• To do
Copy out each line exactly as it appears.

• Data shown
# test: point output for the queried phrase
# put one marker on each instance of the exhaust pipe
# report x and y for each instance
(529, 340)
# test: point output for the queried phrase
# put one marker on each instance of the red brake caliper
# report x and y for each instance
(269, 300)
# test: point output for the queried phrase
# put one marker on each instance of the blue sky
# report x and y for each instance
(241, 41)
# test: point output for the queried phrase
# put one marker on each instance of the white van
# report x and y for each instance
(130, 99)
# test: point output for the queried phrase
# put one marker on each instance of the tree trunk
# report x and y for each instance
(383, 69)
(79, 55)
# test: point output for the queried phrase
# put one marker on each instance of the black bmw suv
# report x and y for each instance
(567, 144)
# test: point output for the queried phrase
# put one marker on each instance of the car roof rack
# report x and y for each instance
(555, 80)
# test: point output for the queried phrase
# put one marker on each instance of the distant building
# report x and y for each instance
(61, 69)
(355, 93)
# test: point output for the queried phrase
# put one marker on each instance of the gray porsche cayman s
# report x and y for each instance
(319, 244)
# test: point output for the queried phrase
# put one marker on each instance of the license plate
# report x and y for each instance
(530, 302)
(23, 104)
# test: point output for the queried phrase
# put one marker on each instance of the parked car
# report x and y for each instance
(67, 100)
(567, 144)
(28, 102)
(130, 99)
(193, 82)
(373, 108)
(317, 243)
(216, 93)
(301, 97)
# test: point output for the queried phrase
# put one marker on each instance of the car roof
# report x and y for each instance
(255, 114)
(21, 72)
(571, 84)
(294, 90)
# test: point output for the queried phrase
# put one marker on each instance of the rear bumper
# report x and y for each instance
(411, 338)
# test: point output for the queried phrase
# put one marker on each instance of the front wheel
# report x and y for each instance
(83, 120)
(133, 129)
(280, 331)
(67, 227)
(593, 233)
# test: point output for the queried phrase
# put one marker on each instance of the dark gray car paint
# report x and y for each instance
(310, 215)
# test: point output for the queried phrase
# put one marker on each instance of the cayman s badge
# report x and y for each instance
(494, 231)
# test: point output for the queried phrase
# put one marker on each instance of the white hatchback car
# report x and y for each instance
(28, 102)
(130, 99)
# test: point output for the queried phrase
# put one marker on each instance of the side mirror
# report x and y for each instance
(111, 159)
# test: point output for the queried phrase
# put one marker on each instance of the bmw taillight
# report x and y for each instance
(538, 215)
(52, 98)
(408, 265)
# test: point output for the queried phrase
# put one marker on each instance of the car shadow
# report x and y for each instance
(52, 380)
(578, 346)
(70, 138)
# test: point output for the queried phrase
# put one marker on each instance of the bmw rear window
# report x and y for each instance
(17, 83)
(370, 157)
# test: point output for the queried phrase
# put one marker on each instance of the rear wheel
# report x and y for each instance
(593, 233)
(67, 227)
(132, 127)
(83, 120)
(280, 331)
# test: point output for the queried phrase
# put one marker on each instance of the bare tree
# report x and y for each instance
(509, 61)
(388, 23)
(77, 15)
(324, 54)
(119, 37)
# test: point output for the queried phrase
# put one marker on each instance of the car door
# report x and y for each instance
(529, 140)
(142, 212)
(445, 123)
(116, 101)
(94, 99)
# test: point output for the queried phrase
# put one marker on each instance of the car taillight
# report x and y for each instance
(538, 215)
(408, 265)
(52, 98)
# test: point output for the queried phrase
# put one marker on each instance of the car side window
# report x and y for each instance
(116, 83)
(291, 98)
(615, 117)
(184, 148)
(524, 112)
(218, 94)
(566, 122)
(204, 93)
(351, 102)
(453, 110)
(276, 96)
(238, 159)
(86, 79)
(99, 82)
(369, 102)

• Answer to the task
# test: point output for the queried phrase
# put one marker on each instance of the exhaust pipe
# report x and y for each instance
(529, 340)
# test: point output for the queried phrase
# put one marker on each instance of the red brake caliper
# report x and y for each instance
(269, 300)
# test: point output for the queried phrase
# put one marker on each instance of the blue sky
# report x and y for each instance
(241, 41)
# test: point output for the queried phrase
# put one marker on each instance of the white van
# report x and y for each instance
(130, 99)
# test: point output for the queried phrase
# put one marker on each instance of the tree trunk
# report x and y for each instance
(383, 69)
(79, 55)
# test: point output for the queried phrase
# put one marker on each instance of the black bmw suv
# report x and y for each instance
(567, 144)
# test: point output for the queried phrase
# put one marker on each instance of the car roof rack
# report x and y for each instance
(555, 80)
# test: point output for the queried phrase
# put one marker on each instance of the distant building
# report x and y for each instance
(61, 69)
(355, 93)
# test: point output for the queried phrase
# put one marker on each instance of the gray porsche cayman s
# report x and y for each instance
(319, 244)
# test: point output for the queried phrase
# put one marker on each instance of the license plate
# report x and y for each instance
(530, 302)
(23, 104)
# test: point output for the queried phrase
# put one marker on each instance of the parked car
# report x and y for each instance
(67, 100)
(567, 144)
(28, 102)
(130, 99)
(193, 82)
(373, 108)
(317, 243)
(216, 93)
(301, 97)
# test: point output for the queried phrase
# put one marker on each instance of the car roof
# report x and y for each instance
(255, 114)
(21, 72)
(571, 84)
(294, 90)
# test: point output for the queried phrase
# put one marker on each instance of the rear bumper
# report x and y for each instance
(411, 338)
# test: point output for the queried phrase
# put one marker on each instance of the front wheel
# report x and y for each instance
(83, 120)
(133, 129)
(280, 331)
(67, 227)
(593, 233)
# test: point output for the queried phrase
# put one marker on each instance of the dark gray car paint
# report x and y for each instance
(310, 215)
# test: point output for the queried phrase
# put one marker on each instance of the cayman s badge
# report x and y for each instance
(494, 231)
# test: point output for the queried phrase
# put one marker on each instance of the white hatchback car
# report x and y for each instance
(28, 102)
(130, 99)
# test: point output for the queried phrase
# put one marker on each instance of the side mirror
# report x and y for each instance
(111, 159)
# test: point output for the queried phrase
# put one marker on each instance of the bmw taillight
# report x and y for each instance
(538, 215)
(52, 98)
(408, 265)
# test: point output for the queried phrase
# put one marker on each instance of the car shadow
# report x and y for each instance
(52, 380)
(578, 346)
(70, 138)
# test: point output for the queried phrase
# put one marker on each instance of the bmw rear window
# report x and y for each instance
(17, 83)
(370, 157)
# test: point output for the queried phrase
# put one marker on each instance of the rear wheel
# report x and y for each instance
(593, 233)
(67, 227)
(132, 127)
(83, 120)
(280, 331)
# test: point output for the queried phrase
# put one marker on each instance of the bare tree
# report x and y for each instance
(509, 61)
(388, 23)
(77, 15)
(324, 54)
(119, 37)
# test: point output for the queried phrase
# put one marker on each instance of the car door
# report x and y for each instance
(529, 140)
(142, 212)
(445, 123)
(116, 101)
(94, 99)
# test: point output for the queried phrase
# put one marker on each instance of the car taillight
# report x and y for each instance
(538, 215)
(408, 265)
(52, 98)
# test: point output for the queried phrase
# put one marker on each instance of the car side window
# report x and y for each instance
(116, 83)
(291, 98)
(615, 117)
(184, 148)
(524, 112)
(218, 94)
(566, 122)
(204, 93)
(351, 102)
(453, 110)
(276, 96)
(238, 159)
(86, 79)
(99, 82)
(369, 102)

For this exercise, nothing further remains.